Manage project dependencies with conda environments

TL;DR: Create a conda environment for each project, capture exact versions when possible, automate activation and updating with a bash function.

I often work on several different projects involving software: Python libraries, papers, presentations, posters, this website, etc. Each project has different dependencies and there is a non-zero chance that these dependencies might be in conflict with each other. For example, I need Python 2.7 to work on a tesseroid modeling paper with a student, while my current work on GMT/Python and GPS interpolation project are Python 3.5+ only. Clearly, I can't have everything under the same Python installation. That's where virtual environments come in.

Virtual environments allow you to create multiple separate Python installations ("environments"). You can install different packages on each and switch between them easily. Currently, you can do this using Python's virtualenv or using the conda package manager. I use conda for all my package management because I need non-Python packages and multiple Python versions. If you're new to conda, please go check out Eric Ma's great tips for working with conda.

In this post, I'll share some more tips and a bash function I made for managing environments.

When to create environments

First of all, I want to reiterate Eric's second hack: create one conda environment for each project.

I have been doing this for a few years now and even included a default environment file in my research group's paper template. As soon as I start a new project repository, I'll create an environment.yml with the configuration I need:

# The name of the environment matching the repository name
name: same-as-repository
# I prefer conda-forge packages for my projects
channels:
- conda-forge
- defaults
# Start with Python and include everything you need
dependencies:
- python=3.7
- pip
- numpy
...

With this file in the repository, you can create the new environment by running:

conda env create

The advantage of always having the environment file is that I always know what each project needs. This is particularly useful when switching back and forth between a laptop and desktop or when returning to a project after a while.

Now you can activate the environment using source activate same-as-repository to get access to a completely separate Python installation. When switching to a different project, always source activate environment-name and then run your code.

See the conda docs for more information on environments.

Be as specific as you can

When creating environments for papers, it's a good idea to capture the exact versions of every package so that you can rebuild the environment later on. Otherwise, there is the risk of dependencies updating and your code no longer running. You might not want to do this if you're still in the middle of the project and adding new dependencies.

Once a paper is accepted, I'll usually export the environment with exact version numbers using:

conda env export > environment.yml

Automate the boring parts

I have a git repository for nearly everything I do and most of them have an environment.yml file. With so many environments, it can be really hard to remember all their names and type out conda activate paper-moho-inversion-tesseroids. Instead of using really short names, let's automate the activation and some other useful commands with a bash function:

function cenv() {

# Usage and help message
read -r -d '' CENV_HELP <<-'EOF'
Usage: cenv [COMMAND] [FILE]

Detect, activate, delete, and update conda environments.

◆ Record list ◆
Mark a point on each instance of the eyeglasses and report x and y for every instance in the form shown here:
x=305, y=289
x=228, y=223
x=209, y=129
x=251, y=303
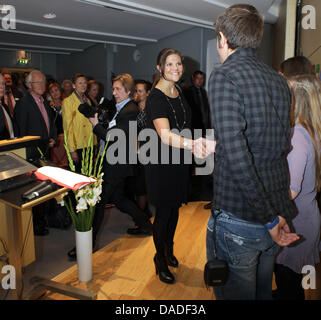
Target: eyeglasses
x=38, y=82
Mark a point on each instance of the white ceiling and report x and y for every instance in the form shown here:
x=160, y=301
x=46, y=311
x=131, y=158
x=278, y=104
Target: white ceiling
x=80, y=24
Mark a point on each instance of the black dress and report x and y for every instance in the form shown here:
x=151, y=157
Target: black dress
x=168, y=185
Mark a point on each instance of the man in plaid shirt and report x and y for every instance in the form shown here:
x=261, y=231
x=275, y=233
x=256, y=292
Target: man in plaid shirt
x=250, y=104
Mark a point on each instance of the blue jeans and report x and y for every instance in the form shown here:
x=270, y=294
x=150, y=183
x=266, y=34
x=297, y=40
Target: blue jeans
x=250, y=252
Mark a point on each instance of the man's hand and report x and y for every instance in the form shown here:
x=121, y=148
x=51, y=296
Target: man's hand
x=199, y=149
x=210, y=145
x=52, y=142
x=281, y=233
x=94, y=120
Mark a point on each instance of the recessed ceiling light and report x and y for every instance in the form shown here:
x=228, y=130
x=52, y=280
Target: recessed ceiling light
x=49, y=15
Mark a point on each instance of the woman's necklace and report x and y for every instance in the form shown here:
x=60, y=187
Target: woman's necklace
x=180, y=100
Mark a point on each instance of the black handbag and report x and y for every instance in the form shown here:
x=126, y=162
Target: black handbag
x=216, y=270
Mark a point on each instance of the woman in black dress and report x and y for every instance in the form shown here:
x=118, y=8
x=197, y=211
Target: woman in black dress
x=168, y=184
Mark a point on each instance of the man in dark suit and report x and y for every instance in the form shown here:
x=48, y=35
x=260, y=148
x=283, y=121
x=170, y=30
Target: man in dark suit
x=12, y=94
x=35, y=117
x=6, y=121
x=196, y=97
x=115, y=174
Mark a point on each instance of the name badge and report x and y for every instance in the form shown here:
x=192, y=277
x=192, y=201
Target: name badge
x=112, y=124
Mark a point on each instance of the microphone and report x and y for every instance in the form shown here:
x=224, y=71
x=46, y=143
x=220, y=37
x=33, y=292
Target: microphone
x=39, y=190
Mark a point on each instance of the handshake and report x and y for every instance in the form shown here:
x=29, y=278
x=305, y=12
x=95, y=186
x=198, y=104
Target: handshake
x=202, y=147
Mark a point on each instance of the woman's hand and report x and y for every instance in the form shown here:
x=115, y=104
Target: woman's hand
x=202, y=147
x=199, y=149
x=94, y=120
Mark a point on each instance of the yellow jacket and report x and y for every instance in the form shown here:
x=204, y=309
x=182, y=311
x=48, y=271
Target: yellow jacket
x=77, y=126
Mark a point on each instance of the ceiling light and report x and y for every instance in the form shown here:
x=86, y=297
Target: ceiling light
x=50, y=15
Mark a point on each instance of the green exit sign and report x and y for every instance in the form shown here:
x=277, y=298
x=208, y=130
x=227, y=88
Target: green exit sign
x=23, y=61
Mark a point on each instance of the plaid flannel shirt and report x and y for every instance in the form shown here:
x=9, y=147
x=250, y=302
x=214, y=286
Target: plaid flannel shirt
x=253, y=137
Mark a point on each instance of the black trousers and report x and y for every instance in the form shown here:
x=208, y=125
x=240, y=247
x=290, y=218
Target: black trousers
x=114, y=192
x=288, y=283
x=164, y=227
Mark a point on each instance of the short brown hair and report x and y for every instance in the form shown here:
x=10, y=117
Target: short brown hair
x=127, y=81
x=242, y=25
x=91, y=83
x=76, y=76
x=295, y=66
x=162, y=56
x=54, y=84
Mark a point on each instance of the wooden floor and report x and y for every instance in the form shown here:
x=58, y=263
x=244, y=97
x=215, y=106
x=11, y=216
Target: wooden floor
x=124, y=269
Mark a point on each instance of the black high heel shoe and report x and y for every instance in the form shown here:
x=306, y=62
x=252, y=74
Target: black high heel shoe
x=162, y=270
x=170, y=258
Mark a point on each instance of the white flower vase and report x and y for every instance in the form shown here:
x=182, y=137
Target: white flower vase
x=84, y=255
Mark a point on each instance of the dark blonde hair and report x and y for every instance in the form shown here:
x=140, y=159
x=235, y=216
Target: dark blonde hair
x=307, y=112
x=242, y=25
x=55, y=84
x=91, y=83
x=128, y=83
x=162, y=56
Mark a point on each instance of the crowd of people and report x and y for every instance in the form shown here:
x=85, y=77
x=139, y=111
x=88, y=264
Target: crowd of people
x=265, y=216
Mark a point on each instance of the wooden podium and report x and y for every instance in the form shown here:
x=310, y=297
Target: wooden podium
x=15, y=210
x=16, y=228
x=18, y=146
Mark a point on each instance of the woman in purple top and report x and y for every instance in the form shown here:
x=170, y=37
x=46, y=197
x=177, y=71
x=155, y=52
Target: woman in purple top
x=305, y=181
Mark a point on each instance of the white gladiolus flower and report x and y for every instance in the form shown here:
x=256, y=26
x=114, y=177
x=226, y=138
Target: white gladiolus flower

* * *

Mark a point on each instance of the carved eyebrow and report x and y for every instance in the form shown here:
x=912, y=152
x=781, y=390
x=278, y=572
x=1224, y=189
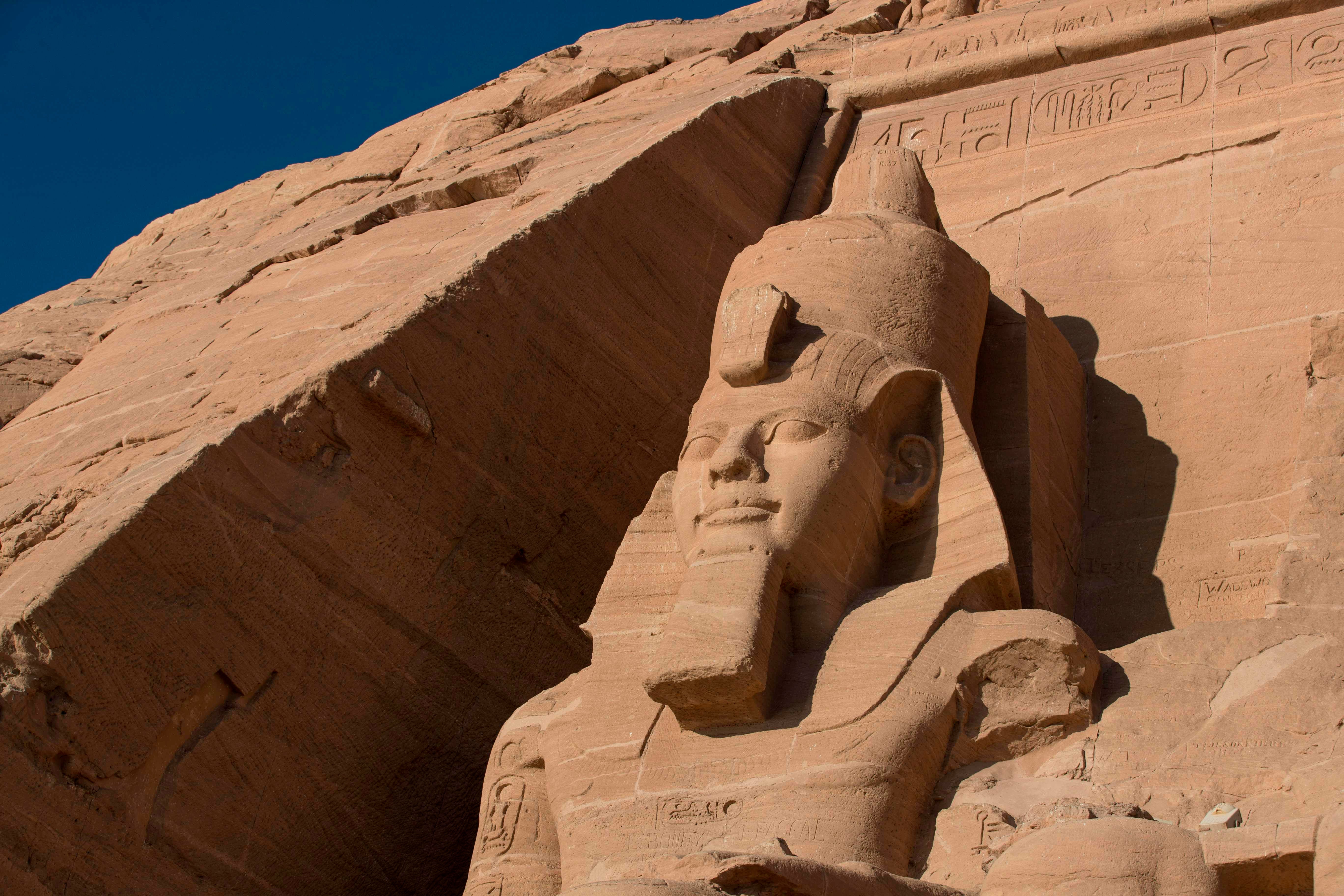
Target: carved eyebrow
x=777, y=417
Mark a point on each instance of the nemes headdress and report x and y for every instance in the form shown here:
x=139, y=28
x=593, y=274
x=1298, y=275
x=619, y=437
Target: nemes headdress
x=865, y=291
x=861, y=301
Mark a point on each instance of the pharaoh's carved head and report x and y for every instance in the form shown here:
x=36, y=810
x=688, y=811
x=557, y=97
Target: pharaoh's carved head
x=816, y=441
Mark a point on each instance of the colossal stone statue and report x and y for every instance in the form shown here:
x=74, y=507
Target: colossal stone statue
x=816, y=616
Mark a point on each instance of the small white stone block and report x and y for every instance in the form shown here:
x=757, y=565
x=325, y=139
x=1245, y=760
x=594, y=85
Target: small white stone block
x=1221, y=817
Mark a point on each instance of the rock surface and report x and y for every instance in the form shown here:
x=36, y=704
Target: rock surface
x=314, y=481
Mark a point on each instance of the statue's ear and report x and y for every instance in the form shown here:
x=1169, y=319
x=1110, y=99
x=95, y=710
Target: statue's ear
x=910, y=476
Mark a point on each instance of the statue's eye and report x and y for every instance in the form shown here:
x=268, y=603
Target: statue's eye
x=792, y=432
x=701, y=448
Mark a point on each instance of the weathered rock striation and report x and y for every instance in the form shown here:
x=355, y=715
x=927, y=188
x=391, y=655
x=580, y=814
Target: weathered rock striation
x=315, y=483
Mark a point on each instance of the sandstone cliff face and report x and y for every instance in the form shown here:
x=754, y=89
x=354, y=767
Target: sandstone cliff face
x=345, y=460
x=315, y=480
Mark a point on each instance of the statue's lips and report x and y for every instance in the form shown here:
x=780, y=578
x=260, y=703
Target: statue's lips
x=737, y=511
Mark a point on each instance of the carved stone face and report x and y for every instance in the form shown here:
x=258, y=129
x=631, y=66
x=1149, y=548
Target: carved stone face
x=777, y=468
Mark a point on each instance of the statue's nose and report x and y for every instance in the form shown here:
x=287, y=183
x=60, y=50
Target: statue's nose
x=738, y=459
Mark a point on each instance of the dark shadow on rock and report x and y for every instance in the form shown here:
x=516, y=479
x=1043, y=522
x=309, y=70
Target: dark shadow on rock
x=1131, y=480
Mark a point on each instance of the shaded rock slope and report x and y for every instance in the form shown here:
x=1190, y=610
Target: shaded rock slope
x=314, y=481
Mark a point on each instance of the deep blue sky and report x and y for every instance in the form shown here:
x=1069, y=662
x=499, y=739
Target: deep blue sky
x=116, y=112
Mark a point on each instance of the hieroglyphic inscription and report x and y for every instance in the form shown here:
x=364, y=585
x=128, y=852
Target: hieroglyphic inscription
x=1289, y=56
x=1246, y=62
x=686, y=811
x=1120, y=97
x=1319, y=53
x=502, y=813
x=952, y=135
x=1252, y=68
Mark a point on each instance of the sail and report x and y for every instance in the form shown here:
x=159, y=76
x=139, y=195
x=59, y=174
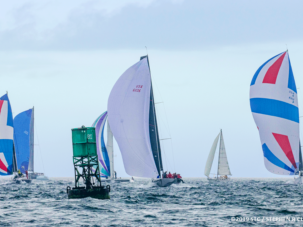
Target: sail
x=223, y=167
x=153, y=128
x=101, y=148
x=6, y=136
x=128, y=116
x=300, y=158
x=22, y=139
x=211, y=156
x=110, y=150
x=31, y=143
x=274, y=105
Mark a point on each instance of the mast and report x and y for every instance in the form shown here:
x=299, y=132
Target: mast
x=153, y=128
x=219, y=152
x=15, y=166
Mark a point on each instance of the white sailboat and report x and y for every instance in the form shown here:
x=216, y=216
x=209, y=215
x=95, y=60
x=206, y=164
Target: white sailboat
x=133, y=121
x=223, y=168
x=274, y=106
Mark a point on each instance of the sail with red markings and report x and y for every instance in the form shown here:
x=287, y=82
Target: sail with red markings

◆ What is asked ◆
A – In the post on conda environments, which Python version does the tesseroid modeling paper require?
B – Turn the paragraph of the conda environments post that begins "Virtual environments allow you to create" into a short bulleted list that keeps its main facts.
C – Pick up the post on conda environments after its last line and continue writing the bash function it has started.

◆ Answers ◆
A – Python 2.7.

B –
- Virtual environments let you create multiple separate Python installations, called environments.
- Each environment can have different packages installed, and switching between them is easy.
- This can currently be done with Python's virtualenv or with the conda package manager.
- The writer uses conda for all package management because of a need for non-Python packages and multiple Python versions.
- Newcomers to conda are pointed to Eric Ma's tips for working with conda.

C –
FILE should be a conda .yml environment file.
If FILE is not given, assumes it is environment.yml.
Automatically finds the environment name from FILE.

Commands:

  None     Activates the environment
  rm       Delete the environment
  up       Update the environment

EOF

    envfile="environment.yml"

    # Parse the command line arguments
    if [[ $# -gt 2 ]]; then
        errcho "Invalid argument(s): $@";
        return 1;
    elif [[ $# == 0 ]]; then
        cmd="activate"
    elif [[ "$1" == "--help" ]] || [[ "$1" == "-h" ]]; then
        echo "$CENV_HELP";
        return 0;
    elif [[ "$1" == "rm" ]]; then
        cmd="delete"
        if [[ $# == 2 ]]; then
            envfile="$2"
        fi
    elif [[ "$1" == "up" ]]; then
        cmd="update"
        if [[ $# == 2 ]]; then
            envfile="$2"
        fi
    elif [[ $# == 1 ]]; then
        envfile="$1"
        cmd="activate"
    else
        errcho "Invalid argument(s): $@";
        return 1;
    fi

    # Check if the file exists
    if [[ ! -e "$envfile" ]]; then
        errcho "Environment file not found:" $envfile;
        return 1;
    fi

    # Get the environment name from the yaml file
    envname=$(grep "name: *" $envfile | sed -n -e 's/name: //p')

    # Execute one of these actions: activate, update, delete
    if [[ $cmd == "activate" ]]; then
        source activate "$envname";
    elif [[ $cmd == "update" ]]; then
        errcho "Updating environment:" $envname;
        source activate "$envname";
        conda env update -f "$envfile"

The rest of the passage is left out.